What is expected:
Look at each line below and tally those holding "query"; answer with that figure and nothing else.

::: Records for this exercise

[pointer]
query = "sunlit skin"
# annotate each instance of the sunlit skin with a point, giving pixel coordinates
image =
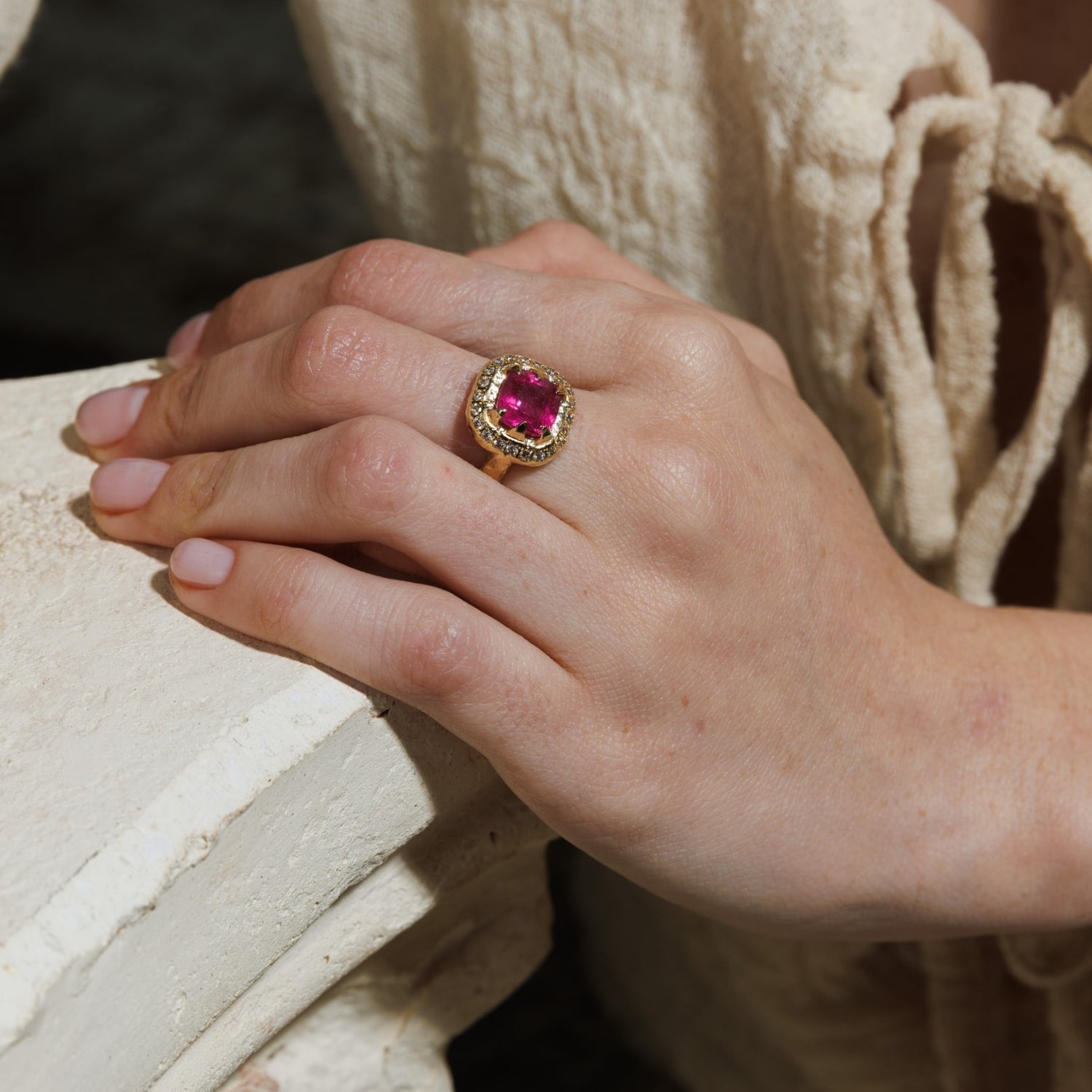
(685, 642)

::::::
::: Records for this exercise

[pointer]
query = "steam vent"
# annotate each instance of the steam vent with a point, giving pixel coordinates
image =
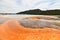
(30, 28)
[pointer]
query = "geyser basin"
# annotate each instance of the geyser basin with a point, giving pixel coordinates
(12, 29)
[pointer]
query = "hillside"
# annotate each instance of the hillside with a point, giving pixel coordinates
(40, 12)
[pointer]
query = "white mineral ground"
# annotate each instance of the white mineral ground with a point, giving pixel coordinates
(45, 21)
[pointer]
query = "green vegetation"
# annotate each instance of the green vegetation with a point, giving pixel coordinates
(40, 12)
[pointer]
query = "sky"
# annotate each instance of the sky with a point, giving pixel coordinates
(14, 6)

::::::
::: Records for this exercise

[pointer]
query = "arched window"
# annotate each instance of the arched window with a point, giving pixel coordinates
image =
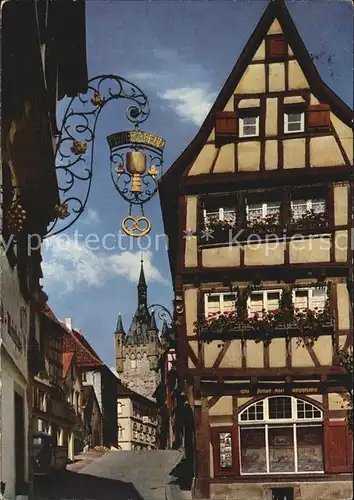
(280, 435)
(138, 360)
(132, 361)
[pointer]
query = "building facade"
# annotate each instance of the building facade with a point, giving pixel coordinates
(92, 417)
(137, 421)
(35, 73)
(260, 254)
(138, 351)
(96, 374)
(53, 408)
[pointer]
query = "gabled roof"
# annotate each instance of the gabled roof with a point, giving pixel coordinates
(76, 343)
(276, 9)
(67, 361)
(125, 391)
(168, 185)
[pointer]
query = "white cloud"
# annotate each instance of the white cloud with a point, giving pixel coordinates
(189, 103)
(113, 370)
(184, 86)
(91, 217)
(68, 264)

::::::

Task response:
11